## SUPPLIED INFORMATION
Begin
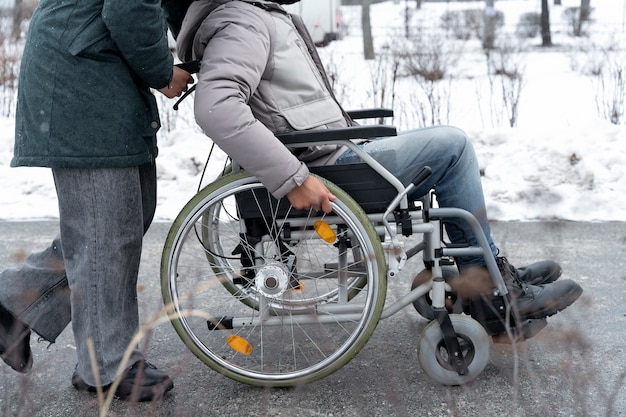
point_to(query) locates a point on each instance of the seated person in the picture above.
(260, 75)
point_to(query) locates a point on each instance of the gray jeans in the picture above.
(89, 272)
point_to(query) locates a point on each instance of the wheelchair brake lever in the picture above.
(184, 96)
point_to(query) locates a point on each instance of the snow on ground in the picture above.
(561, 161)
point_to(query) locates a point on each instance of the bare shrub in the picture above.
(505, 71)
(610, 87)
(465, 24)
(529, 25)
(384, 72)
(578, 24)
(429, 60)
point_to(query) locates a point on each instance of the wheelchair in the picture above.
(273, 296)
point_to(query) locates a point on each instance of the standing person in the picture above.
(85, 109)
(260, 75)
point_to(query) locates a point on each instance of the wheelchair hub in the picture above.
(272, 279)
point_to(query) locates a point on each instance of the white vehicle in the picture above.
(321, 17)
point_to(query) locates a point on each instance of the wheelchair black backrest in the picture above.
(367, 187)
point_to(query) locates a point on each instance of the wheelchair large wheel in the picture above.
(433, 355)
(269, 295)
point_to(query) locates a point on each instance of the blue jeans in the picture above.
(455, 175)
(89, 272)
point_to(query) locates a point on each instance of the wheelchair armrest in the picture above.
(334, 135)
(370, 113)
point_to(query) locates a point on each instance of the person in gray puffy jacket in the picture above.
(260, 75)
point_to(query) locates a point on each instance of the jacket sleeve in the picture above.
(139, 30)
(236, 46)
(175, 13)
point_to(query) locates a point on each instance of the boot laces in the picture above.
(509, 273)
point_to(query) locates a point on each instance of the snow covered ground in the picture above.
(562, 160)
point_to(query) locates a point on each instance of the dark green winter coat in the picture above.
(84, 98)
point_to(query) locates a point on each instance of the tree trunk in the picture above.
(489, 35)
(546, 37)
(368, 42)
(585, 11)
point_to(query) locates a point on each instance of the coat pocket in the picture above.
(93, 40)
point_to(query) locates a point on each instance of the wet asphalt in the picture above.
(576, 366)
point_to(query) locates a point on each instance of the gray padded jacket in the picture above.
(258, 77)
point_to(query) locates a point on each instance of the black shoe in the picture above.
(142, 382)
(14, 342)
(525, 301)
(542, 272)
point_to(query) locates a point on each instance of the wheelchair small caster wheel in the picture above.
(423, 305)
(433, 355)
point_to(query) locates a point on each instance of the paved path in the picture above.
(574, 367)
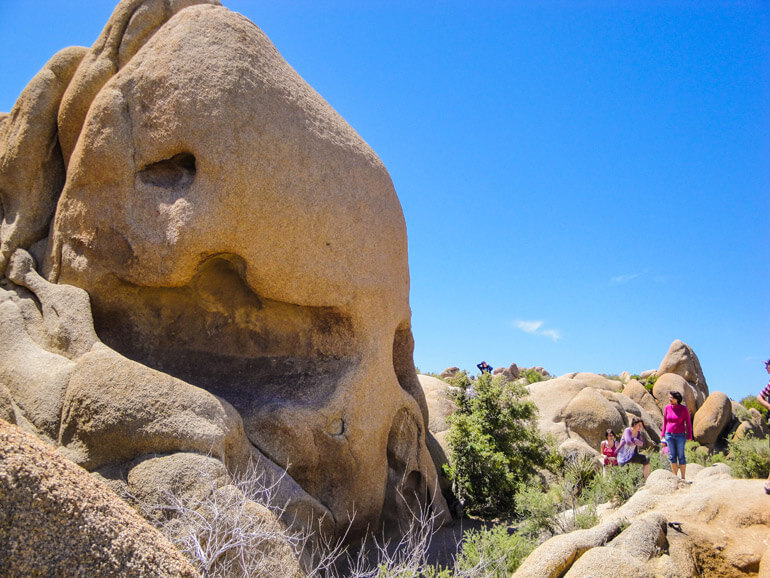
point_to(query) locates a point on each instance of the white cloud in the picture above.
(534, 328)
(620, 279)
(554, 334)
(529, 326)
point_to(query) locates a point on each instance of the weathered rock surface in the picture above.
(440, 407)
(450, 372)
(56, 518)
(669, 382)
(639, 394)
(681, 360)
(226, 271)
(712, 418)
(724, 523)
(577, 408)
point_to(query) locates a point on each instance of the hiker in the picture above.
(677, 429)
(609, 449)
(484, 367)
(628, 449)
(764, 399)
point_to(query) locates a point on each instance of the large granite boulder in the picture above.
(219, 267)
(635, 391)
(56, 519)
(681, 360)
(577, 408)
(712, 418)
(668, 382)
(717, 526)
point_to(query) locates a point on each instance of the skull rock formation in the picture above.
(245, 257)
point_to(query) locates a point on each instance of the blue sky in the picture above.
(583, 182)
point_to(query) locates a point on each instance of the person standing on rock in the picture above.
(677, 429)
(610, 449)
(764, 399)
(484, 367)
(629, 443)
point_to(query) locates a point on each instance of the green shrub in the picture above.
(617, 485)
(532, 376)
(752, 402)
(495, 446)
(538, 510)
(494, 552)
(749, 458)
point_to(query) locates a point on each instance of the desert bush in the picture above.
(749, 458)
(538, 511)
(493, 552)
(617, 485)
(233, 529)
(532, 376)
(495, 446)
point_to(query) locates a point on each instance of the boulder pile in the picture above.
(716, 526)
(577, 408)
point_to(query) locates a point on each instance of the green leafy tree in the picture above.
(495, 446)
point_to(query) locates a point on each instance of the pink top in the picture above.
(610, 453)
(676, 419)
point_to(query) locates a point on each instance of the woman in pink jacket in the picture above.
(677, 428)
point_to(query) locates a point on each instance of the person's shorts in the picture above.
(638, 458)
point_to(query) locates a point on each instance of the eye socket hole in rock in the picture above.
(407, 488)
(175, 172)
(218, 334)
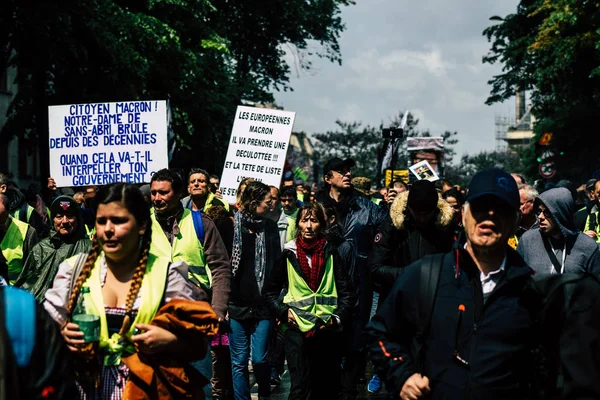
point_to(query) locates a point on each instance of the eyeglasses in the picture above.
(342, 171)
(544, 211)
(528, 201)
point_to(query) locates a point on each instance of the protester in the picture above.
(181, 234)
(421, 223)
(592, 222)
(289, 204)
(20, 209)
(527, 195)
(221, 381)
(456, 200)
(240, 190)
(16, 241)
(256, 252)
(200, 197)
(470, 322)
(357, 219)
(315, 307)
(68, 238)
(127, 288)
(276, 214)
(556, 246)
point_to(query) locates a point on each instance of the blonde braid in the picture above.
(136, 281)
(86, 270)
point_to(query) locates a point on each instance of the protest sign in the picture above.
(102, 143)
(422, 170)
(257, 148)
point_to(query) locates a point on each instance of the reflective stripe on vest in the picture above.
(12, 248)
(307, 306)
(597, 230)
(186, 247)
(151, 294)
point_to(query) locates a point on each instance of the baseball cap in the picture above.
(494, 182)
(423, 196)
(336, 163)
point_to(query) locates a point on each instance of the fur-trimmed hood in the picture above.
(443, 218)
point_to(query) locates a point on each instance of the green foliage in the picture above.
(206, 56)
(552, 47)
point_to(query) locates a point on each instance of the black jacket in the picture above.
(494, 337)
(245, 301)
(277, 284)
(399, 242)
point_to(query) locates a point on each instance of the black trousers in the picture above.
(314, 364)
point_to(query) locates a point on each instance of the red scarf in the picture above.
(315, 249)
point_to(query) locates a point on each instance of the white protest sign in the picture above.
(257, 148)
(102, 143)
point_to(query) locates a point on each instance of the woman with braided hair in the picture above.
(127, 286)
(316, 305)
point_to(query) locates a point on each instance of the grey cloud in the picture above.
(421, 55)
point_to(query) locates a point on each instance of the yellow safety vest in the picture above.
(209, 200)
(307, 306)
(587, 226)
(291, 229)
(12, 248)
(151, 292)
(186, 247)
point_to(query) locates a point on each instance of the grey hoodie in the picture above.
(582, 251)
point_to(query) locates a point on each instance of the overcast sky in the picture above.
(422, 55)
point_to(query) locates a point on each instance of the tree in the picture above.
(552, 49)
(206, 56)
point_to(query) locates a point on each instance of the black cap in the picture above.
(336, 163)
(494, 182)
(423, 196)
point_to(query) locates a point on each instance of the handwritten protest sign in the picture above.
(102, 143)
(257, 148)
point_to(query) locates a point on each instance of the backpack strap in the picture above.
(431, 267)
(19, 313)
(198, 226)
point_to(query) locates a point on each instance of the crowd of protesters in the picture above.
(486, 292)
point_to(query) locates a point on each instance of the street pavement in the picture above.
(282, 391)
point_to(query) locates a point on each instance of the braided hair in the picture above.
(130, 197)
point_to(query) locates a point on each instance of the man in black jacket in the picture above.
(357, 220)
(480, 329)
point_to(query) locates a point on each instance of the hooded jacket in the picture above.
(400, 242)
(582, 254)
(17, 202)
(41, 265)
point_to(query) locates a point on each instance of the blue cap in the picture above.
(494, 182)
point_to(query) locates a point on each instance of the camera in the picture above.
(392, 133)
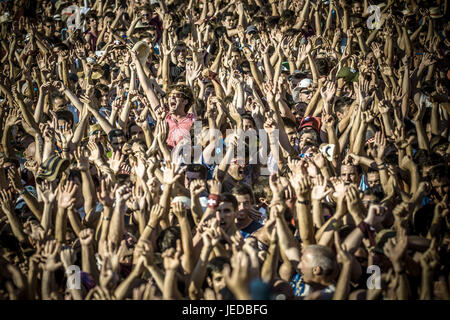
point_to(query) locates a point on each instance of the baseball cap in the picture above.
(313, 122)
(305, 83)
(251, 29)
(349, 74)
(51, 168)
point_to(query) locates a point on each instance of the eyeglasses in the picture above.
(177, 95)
End
Begin
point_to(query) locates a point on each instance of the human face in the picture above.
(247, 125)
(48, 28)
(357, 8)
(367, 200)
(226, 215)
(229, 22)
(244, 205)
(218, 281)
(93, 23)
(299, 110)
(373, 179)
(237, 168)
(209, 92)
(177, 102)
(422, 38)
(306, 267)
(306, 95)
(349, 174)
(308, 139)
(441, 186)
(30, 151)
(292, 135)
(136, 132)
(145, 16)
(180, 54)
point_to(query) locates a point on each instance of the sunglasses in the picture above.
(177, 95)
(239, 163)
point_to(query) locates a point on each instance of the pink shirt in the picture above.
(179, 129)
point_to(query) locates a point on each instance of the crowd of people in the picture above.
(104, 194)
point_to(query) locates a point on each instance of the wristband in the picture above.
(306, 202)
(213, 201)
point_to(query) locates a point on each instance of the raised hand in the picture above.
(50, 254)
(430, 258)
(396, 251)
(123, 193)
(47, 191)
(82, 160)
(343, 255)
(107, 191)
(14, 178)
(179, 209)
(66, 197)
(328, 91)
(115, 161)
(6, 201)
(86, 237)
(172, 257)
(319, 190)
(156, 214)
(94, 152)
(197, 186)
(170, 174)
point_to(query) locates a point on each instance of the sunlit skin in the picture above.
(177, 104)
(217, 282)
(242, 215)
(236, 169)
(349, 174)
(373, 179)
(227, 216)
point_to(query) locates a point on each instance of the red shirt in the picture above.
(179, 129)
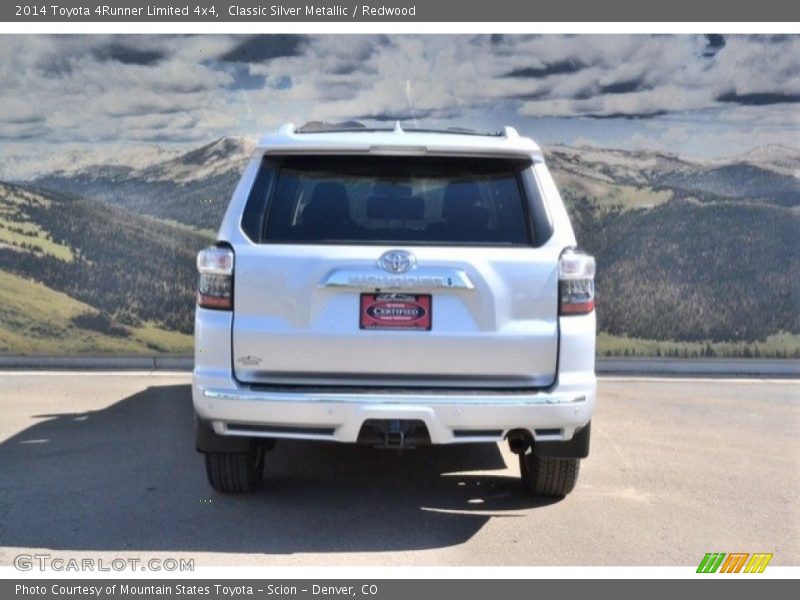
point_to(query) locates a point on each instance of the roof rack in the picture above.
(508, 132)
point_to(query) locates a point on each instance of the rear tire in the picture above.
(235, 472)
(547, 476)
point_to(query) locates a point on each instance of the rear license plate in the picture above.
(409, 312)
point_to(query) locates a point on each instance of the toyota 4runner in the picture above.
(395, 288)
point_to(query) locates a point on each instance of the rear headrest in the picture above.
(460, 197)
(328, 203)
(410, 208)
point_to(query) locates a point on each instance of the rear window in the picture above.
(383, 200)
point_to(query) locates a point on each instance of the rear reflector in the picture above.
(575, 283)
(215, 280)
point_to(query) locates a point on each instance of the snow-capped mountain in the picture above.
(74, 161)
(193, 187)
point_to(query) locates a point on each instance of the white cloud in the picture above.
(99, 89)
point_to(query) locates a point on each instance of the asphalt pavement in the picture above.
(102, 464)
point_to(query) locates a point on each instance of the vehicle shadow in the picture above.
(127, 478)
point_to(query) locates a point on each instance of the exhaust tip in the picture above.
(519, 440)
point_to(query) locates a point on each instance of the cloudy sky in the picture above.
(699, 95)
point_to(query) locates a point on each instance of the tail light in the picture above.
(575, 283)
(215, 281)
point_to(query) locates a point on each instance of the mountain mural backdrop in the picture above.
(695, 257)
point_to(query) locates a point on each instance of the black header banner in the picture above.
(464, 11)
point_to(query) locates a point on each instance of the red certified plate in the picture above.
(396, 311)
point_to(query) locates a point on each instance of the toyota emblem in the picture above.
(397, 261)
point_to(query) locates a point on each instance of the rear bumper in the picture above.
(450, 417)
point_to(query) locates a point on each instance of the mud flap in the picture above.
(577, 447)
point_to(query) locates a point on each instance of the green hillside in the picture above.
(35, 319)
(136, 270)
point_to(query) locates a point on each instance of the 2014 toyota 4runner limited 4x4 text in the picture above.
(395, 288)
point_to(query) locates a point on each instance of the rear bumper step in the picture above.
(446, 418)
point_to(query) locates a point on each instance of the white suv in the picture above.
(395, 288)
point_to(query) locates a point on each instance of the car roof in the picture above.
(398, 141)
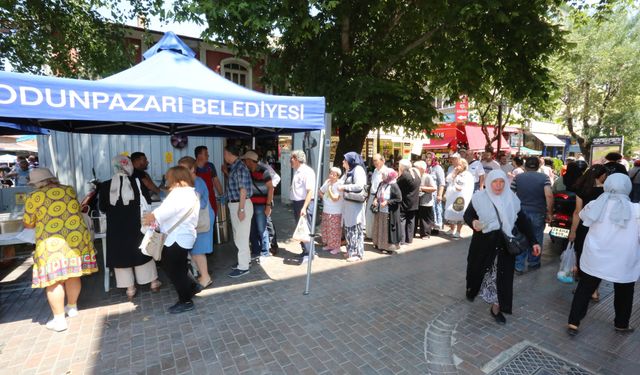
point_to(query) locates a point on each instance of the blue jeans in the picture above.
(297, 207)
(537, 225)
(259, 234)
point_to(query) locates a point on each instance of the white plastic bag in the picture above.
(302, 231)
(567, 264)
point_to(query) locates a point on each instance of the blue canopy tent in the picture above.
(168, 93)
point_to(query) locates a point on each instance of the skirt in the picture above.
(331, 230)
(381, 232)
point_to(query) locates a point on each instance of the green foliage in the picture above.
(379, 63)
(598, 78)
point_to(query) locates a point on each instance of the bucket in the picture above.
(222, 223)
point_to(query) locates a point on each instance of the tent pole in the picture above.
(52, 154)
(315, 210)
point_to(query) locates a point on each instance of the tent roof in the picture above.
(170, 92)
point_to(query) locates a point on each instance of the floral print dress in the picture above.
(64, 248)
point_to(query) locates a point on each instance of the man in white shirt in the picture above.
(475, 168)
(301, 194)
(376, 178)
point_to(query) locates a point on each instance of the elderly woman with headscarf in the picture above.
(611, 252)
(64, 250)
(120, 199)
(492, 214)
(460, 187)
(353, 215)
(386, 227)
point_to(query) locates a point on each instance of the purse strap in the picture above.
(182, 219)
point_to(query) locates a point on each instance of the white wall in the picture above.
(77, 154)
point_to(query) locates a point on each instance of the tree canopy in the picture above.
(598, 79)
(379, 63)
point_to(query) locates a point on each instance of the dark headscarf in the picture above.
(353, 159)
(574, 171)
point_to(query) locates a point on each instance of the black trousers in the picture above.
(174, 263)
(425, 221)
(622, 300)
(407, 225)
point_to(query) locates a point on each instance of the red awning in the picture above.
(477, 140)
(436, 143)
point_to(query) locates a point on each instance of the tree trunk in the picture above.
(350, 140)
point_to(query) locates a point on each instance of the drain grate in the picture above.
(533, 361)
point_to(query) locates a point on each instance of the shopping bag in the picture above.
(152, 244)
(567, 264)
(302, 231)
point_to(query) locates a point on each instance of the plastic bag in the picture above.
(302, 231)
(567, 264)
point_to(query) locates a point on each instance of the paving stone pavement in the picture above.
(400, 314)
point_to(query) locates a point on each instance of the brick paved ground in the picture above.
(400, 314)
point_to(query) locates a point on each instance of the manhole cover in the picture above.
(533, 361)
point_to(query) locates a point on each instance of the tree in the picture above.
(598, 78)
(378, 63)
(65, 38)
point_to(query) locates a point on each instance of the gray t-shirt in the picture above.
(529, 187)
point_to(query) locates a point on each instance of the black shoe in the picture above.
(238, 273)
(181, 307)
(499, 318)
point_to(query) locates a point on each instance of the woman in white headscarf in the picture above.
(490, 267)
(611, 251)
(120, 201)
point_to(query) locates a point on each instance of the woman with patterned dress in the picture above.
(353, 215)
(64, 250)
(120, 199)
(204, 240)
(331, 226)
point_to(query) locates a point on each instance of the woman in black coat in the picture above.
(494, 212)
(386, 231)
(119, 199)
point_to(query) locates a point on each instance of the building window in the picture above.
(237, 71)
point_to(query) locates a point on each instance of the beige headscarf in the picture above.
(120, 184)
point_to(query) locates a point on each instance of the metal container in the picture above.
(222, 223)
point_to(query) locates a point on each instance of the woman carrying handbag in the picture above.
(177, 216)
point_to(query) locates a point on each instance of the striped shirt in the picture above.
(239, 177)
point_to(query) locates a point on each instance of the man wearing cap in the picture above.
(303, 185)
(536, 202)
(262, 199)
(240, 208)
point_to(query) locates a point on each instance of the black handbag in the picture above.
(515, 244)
End
Begin
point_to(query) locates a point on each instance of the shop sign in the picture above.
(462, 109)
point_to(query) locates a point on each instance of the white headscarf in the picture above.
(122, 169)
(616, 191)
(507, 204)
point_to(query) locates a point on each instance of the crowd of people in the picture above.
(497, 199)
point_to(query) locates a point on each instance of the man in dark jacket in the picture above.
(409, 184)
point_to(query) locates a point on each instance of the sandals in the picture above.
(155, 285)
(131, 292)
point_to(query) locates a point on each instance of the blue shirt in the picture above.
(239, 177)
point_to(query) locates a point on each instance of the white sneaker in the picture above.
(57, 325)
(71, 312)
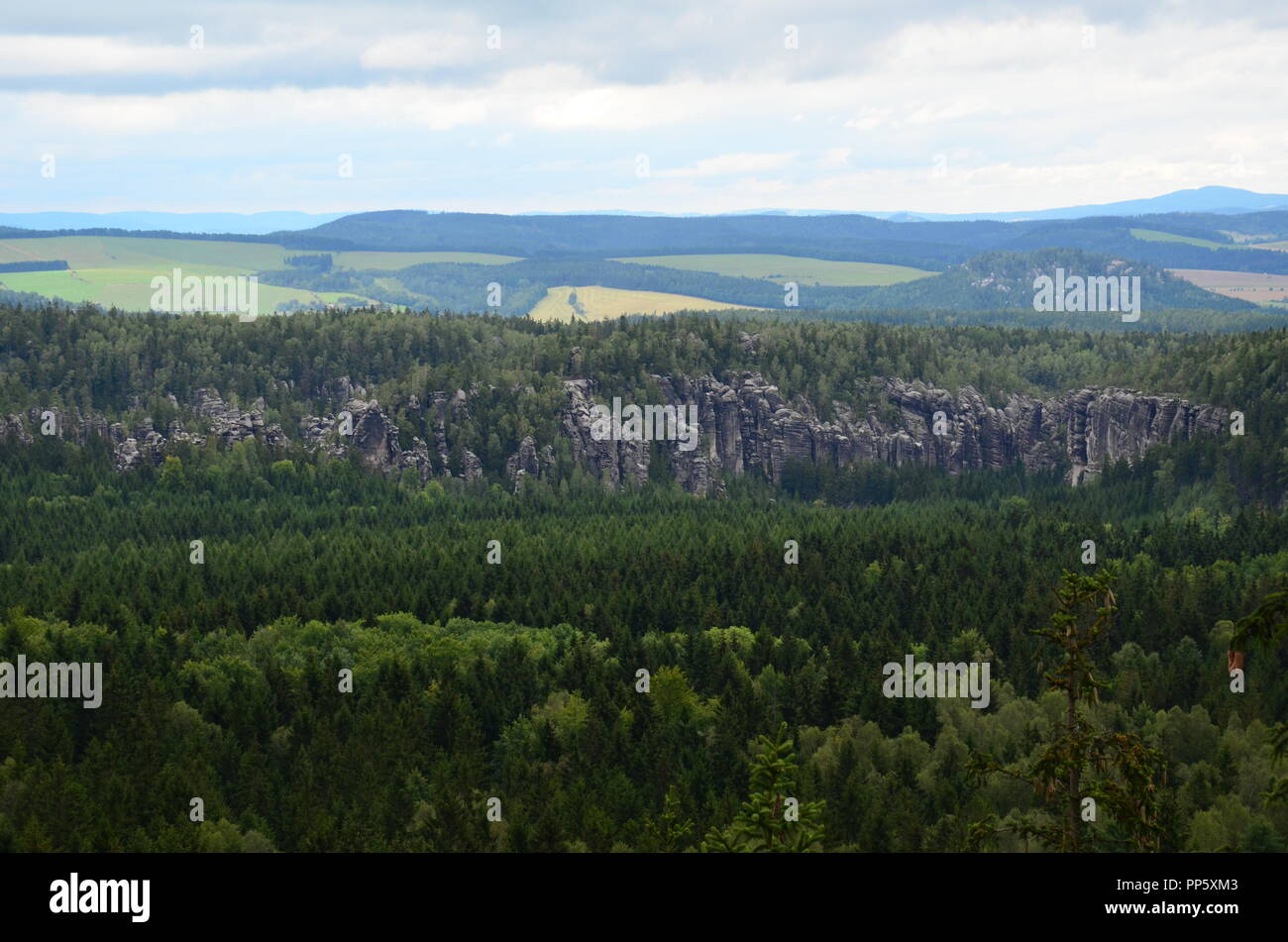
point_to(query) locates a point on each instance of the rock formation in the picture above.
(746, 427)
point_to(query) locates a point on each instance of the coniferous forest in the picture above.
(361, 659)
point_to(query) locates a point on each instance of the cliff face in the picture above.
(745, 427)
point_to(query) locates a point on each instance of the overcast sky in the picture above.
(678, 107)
End
## WRITTEN TASK
Pick out every line in the records above that contains the word "handbag", and copy each one. Treat uppercase and lowercase as different.

## RESPONSE
point_to(query) locates a point on each instance of the woman carrying handbag in the picture above.
point_to(query) locates a point on each instance of the black handbag in the picture above.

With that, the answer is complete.